> **SHORT EXERCISE 1**
In the passage on CIO shortcomings, how long did the fixes to the buggy, late products take to complete?
> **SHORT EXERCISE 2**
Reproduce everything in the passage on CIO shortcomings from "Were these management" down to "just as fast.".

But beneath the surface lurked major trouble. His people management skills were fantastic as long as the team was working well together, but when a manager or director was performing poorly or there was contention within his organization, he usually did little to correct the situation. He focused only on big, complex projects, ignoring staff and partners involved with the smaller stuff. Over time, his organization and business peers began to lose confidence in his ability to manage across multiple, conflicting priorities, even as he remained popular.

Were these management or leadership defects? It doesn't really matter. He failed to execute well on core competencies. Even CIOs advanced in their careers sometimes forget these fundamentals.

A CIO who I worked for is an example. Tall, good looking, great hair--if he had also been young he would have had the four physical characteristics I lack. He also had presence and vision. He was impressive.

Except that he didn't think about project management much. He hired me to fix some products that were buggy and always late. The fixes were quite easy and took only five months to complete. Any CIO with a competency in project management could have directed the same changes just as fast.

> **EXCERPTED DATA**
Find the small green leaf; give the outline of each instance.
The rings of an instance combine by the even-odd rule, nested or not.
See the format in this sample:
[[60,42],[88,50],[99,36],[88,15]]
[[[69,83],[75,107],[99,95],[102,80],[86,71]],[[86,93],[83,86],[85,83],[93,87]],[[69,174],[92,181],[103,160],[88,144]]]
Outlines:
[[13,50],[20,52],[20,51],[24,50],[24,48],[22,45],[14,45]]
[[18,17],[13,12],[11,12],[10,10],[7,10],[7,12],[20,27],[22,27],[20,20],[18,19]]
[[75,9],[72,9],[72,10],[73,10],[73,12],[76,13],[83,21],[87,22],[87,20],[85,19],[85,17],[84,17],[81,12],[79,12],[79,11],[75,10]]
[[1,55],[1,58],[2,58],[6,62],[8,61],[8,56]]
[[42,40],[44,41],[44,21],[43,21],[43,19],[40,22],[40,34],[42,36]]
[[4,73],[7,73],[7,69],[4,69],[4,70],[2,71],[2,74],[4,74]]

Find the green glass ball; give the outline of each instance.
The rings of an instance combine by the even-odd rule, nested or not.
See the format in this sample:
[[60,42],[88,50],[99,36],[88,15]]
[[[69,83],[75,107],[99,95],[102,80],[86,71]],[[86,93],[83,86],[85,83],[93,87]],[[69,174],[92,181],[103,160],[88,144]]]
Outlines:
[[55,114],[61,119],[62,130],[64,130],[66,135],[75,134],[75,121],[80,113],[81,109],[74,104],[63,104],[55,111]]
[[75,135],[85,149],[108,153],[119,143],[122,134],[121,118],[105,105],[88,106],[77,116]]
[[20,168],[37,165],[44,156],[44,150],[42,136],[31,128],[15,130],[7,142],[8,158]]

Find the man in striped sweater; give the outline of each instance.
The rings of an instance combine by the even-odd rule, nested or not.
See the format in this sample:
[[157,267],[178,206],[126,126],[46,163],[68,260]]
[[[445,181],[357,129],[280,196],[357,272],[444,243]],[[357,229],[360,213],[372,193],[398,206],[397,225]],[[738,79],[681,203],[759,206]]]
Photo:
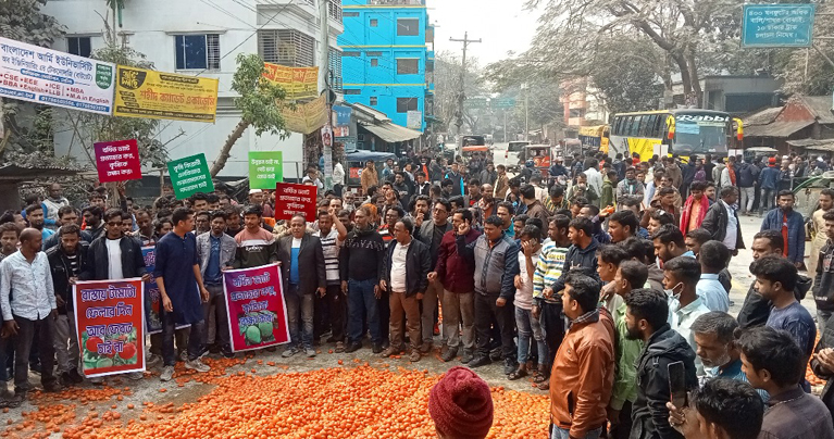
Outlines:
[[[565,215],[556,215],[550,222],[548,226],[550,240],[542,247],[536,272],[533,274],[533,317],[538,318],[542,324],[548,351],[548,358],[539,359],[539,362],[545,363],[544,369],[548,372],[564,338],[564,319],[561,296],[553,294],[546,298],[544,289],[553,285],[562,275],[568,248],[571,247],[571,240],[568,239],[570,222],[571,218]],[[542,390],[550,388],[549,376],[542,378],[538,388]]]

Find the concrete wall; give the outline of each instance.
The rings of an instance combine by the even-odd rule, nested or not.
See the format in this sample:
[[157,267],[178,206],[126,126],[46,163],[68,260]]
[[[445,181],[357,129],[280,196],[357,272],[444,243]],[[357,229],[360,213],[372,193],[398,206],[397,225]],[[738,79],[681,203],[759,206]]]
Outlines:
[[[240,4],[242,3],[242,4]],[[240,3],[216,0],[142,0],[127,1],[122,11],[122,27],[119,32],[126,36],[132,48],[144,53],[155,70],[176,72],[220,79],[217,117],[214,124],[199,122],[161,121],[157,138],[163,143],[173,139],[181,129],[185,136],[167,145],[171,159],[178,159],[206,153],[211,163],[221,147],[240,120],[240,112],[234,105],[235,92],[232,91],[232,77],[237,67],[235,59],[239,53],[258,53],[258,35],[264,29],[298,29],[321,45],[319,36],[318,8],[314,2],[296,0],[287,5],[288,0],[263,1],[242,0]],[[312,4],[310,4],[312,3]],[[99,14],[110,12],[103,0],[51,0],[43,12],[54,16],[66,26],[67,37],[91,36],[92,49],[104,45],[102,38],[104,25]],[[110,22],[112,24],[112,17]],[[331,48],[337,50],[336,36],[343,30],[341,23],[331,21]],[[175,35],[219,34],[220,53],[223,57],[217,71],[177,71],[174,48]],[[66,50],[66,40],[55,41],[58,50]],[[318,63],[318,58],[315,59]],[[72,154],[79,160],[88,160],[74,128],[66,121],[55,126],[55,153]],[[249,150],[283,151],[285,161],[284,175],[296,177],[295,162],[303,161],[302,136],[292,134],[286,139],[265,134],[256,136],[249,128],[232,150],[232,158],[221,172],[224,177],[244,177],[248,175],[247,154]],[[300,166],[303,168],[303,166]]]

> **EXERCISE RESPONSE 1**
Five months.

> **EXERCISE RESPONSE 2**
Were these management or leadership defects? It doesn't really matter. He failed to execute well on core competencies. Even CIOs advanced in their careers sometimes forget these fundamentals.

A CIO who I worked for is an example. Tall, good looking, great hair--if he had also been young he would have had the four physical characteristics I lack. He also had presence and vision. He was impressive.

Except that he didn't think about project management much. He hired me to fix some products that were buggy and always late. The fixes were quite easy and took only five months to complete. Any CIO with a competency in project management could have directed the same changes just as fast.